Exercise objective: Continue the passage below about the temporary stacking unit and its damper, starting right after its final sentence.

Excerpt to read:

****

In addition, the temporary stacking unit 30 may further comprise a damper 380 on which the medium passing through the first transfer roller 312 and the second transfer roller 318 is collided.
At this time, a portion of the second plate 350 is positioned lower than the stocking surface 302 and the remaining portion of the second plate 350 is overlapped with the damper 380 in a state where the second plate 350 is rotated so that temporary stacking medium is prevented from being caught into the second plate 350. Although it is not illustrated, a groove or slot may be formed on the damper 380 for preventing from being interfered with the second plate 350.
Fig. 6 is a view illustrating a process during which the medium is temporarily stacked according to an embodiment, and Fig. 7 is a view illustrating a process in which the temporary stacking medium is separated according to an embodiment.

****

Recorded information:
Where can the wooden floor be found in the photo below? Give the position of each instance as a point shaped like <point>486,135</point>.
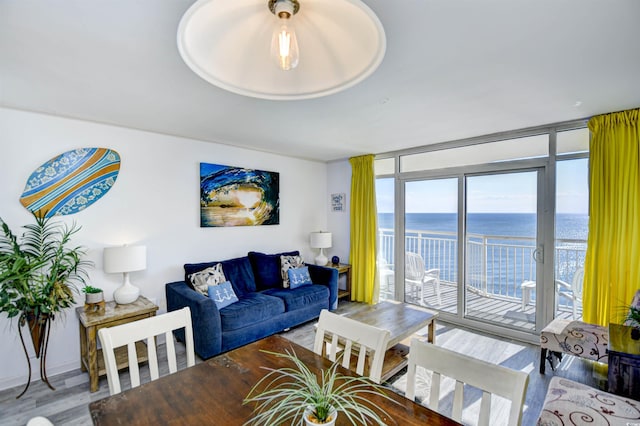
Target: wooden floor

****

Reply:
First, referring to Fig. 2 and Fig. 6, the medium may be accepted into the medium receiving space of the medium depositing and withdrawing unit 13, for deposit transactions for the medium. The medium accepted into the medium receiving space may be separated one by one by means of the medium separation device. The medium separated one by one passes through the discrimination unit 20.
The temporary stacking medium M determined as a normal medium of the mediums that passes through the discrimination unit 20 is transferred along the first path 304 and is stacked to the stacking space 303 by means of the first transfer device 310.
The second guide 370 and the first guide 340 may position at the stacking standby position for the temporary stacking medium.
In the stacking standby position, the second plate 350 maintains at the state rotated about the first plate 342. At this time, the second plate 350 is disposed to be inclined at a predetermined angle relative to the vertical line and thus guides the temporary stacking medium M which is transferred by means of the first transfer device 310. The angle between the second plate 350 and the stacking surface 302 may be the acute angle that is smaller than 90 degree.
At this time, since the friction portion 348 that is provided on the first plate 342 is not projected from the second plate 350, the stacking defect by the temporary stacking medium M being in contact with or is collided with the friction member 348 is generated may be prevented.
The second guide 370 may move in the direction away from the first guide 340 (in a left direction in Fig. 6) when the number of the temporary stacking medium M that is stacked in the stacking space 303 is increased.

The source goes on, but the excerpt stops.